• [DESCRIÇÃO DA TAREFA]: Transforme em um CSV de duas colunas, texto e resposta, os registros da linha com "If you could mark the bare" até a linha com "<point>485,260</point>". Use uma linha por registro e coloque cada campo entre aspas, com as quebras de linha trocadas por espaços.

• [LISTAGEM DE DADOS]:
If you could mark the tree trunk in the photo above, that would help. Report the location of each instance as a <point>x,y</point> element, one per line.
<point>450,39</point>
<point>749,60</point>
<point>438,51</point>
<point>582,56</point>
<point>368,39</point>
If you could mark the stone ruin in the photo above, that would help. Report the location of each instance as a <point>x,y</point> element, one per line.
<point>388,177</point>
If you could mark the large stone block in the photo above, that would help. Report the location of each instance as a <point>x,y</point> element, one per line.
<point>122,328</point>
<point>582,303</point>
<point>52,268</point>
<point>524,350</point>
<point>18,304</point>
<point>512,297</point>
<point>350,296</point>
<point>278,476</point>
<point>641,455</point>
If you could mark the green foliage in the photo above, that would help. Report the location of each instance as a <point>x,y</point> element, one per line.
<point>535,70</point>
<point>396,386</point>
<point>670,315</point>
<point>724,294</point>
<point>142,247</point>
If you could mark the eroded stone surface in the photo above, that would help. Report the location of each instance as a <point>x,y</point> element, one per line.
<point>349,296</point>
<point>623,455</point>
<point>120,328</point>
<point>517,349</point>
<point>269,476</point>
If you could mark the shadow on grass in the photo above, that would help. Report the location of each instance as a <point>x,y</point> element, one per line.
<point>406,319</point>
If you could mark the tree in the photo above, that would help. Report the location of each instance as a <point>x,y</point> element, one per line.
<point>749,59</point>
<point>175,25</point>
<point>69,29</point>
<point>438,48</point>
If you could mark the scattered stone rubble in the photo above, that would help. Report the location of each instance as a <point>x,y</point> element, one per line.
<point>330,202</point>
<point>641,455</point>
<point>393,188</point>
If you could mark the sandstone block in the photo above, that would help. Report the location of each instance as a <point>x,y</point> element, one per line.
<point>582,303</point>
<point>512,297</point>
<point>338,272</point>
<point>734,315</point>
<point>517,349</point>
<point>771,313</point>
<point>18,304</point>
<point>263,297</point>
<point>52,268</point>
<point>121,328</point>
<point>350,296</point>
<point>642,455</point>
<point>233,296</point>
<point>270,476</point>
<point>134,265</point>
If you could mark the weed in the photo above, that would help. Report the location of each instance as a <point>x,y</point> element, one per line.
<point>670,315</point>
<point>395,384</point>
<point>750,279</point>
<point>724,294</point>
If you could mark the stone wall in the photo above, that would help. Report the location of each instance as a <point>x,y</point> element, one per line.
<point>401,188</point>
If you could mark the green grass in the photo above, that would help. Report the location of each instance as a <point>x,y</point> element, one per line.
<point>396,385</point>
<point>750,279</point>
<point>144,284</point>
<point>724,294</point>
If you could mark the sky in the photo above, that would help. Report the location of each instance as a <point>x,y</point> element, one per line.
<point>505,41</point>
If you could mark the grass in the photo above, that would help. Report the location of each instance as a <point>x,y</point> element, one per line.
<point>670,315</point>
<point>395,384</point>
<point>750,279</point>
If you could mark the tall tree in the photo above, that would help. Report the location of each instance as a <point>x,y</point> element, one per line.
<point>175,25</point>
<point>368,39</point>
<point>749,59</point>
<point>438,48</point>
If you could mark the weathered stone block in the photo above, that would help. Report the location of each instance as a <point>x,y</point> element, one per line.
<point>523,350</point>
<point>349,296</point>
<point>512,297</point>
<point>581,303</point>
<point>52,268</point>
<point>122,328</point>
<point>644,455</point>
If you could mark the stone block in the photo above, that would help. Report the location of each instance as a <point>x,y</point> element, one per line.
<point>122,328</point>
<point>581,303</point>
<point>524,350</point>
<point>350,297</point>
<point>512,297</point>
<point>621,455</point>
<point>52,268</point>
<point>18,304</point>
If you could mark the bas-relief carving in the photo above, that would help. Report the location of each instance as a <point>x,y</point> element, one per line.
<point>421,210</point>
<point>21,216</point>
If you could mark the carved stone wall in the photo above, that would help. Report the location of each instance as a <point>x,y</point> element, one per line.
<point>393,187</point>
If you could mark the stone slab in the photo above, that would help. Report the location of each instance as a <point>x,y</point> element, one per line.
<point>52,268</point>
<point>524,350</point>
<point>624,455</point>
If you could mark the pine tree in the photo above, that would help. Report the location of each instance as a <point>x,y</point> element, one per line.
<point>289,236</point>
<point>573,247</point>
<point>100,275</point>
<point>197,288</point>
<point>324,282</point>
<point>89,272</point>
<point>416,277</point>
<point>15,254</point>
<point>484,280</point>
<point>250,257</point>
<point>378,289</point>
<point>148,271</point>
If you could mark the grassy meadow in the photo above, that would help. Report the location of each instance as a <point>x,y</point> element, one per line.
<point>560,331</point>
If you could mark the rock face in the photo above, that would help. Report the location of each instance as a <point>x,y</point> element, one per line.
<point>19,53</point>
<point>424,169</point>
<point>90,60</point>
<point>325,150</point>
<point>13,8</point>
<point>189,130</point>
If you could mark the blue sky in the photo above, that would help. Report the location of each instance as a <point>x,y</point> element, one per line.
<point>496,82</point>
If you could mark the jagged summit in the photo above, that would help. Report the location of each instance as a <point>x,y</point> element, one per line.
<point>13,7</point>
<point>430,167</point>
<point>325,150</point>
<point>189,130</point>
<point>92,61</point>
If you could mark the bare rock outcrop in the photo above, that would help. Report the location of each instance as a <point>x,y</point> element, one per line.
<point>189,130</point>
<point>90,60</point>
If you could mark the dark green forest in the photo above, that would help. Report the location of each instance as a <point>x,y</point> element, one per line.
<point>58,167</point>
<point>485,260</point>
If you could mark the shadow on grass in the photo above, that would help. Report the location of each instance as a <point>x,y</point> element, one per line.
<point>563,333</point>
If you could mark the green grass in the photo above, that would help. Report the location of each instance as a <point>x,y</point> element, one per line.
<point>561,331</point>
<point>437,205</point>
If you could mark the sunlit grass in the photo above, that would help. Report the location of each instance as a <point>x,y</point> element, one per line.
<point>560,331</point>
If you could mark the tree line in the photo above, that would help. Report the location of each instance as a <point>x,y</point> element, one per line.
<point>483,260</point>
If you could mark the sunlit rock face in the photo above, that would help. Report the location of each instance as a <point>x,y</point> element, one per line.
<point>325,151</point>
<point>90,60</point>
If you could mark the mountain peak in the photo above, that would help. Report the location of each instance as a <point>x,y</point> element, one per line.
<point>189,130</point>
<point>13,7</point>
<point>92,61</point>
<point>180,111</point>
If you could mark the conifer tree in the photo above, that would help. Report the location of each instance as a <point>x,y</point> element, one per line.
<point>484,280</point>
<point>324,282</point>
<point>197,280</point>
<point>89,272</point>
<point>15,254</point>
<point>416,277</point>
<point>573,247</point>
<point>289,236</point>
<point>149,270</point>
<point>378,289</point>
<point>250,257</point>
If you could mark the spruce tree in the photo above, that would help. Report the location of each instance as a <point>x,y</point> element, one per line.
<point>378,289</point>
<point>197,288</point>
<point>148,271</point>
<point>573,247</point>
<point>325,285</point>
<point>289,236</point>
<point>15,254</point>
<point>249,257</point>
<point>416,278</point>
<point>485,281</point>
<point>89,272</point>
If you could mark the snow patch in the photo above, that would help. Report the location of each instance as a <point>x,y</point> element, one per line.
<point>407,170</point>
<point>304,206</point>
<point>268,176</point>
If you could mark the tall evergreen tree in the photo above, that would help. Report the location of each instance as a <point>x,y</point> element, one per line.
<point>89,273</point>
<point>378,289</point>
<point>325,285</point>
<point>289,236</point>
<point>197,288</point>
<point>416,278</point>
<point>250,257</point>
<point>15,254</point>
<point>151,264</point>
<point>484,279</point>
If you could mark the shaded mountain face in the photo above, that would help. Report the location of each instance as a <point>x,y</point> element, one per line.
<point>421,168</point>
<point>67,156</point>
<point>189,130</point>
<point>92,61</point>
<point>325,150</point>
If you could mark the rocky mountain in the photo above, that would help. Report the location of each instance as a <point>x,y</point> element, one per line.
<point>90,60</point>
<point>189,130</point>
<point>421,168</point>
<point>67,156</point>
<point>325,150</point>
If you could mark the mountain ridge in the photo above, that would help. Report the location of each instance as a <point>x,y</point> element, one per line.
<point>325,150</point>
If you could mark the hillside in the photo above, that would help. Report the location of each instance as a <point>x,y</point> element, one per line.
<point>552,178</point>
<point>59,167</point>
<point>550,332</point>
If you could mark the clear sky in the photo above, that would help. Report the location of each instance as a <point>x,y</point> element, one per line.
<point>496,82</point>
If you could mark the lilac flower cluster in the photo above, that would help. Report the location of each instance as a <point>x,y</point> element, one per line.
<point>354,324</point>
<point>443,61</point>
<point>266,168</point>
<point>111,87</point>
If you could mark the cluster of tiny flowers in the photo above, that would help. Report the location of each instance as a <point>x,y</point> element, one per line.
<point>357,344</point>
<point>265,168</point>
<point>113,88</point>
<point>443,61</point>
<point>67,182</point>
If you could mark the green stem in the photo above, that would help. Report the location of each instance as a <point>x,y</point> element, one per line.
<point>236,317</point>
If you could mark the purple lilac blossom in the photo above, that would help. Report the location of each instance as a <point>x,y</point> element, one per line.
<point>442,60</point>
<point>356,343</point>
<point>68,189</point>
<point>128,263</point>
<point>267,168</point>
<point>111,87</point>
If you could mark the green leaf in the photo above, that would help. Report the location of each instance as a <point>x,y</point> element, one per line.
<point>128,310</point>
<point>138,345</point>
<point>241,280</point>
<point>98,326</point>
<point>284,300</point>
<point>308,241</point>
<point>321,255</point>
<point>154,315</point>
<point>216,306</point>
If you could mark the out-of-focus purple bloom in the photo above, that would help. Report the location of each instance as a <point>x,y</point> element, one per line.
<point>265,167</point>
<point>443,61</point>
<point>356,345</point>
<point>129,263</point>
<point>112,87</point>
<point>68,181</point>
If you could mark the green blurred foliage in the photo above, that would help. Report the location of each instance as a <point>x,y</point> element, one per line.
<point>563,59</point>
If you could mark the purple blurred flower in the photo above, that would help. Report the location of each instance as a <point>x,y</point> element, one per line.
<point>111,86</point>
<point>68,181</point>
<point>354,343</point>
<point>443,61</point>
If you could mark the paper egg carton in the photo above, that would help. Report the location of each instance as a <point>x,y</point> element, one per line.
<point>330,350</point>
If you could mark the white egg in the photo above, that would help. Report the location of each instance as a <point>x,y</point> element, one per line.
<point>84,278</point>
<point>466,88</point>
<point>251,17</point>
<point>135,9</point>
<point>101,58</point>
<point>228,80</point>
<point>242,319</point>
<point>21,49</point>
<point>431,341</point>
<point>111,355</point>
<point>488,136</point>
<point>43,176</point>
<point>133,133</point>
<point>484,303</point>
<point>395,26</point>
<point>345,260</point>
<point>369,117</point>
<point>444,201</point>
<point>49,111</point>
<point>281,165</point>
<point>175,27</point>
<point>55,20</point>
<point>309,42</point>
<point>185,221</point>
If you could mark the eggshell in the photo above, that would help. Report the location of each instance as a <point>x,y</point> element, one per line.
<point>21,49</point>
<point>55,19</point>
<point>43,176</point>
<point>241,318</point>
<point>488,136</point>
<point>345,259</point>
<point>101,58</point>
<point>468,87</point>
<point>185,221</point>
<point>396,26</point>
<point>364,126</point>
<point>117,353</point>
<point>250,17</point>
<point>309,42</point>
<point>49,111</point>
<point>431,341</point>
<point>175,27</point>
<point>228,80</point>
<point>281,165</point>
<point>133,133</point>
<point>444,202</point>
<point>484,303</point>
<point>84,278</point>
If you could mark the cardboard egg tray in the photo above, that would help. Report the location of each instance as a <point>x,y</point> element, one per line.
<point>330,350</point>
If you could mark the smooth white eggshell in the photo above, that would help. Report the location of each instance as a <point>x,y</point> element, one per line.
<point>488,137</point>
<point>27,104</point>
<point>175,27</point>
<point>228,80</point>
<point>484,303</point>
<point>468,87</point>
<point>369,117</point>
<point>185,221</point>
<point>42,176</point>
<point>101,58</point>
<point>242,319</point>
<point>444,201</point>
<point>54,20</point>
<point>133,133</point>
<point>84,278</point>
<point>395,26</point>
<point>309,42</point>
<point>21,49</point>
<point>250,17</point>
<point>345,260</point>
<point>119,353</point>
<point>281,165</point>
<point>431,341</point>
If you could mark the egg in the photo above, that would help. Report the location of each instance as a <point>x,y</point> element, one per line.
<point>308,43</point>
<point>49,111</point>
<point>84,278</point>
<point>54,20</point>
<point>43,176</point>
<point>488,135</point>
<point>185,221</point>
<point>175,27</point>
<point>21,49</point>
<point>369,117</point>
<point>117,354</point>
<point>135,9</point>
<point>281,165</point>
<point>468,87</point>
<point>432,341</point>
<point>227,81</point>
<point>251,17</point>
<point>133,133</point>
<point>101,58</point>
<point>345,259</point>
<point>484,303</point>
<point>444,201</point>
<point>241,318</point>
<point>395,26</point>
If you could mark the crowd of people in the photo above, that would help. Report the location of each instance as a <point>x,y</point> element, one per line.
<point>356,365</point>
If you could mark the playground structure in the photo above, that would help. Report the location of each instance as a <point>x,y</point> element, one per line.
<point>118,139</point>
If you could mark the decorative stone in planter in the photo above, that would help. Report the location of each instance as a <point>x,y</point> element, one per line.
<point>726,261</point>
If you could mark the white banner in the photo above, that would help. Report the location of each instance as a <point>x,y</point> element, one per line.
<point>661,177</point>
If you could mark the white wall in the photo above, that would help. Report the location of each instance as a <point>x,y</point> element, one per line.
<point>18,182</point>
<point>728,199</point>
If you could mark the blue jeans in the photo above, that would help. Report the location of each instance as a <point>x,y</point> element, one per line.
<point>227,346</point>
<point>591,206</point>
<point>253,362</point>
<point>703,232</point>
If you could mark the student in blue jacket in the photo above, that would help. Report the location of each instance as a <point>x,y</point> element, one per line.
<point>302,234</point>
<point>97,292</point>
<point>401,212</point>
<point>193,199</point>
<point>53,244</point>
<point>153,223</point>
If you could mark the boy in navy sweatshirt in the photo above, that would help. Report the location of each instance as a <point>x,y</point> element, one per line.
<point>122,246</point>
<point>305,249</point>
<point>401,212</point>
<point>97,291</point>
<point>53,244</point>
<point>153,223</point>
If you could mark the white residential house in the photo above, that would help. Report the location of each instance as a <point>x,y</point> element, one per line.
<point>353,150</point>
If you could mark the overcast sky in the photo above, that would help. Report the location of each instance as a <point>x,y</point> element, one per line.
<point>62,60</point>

• [RESULTADO DA TAREFA]:
texto,resposta
"If you could mark the bare rock outcrop in the photo above, that would help. Report the location of each instance as a <point>x,y</point> element, one per line.","<point>189,130</point> <point>90,60</point>"
"If you could mark the dark green forest in the photo above, that would help. Report the location of each instance as a <point>x,y</point> element, one per line.","<point>58,167</point> <point>485,260</point>"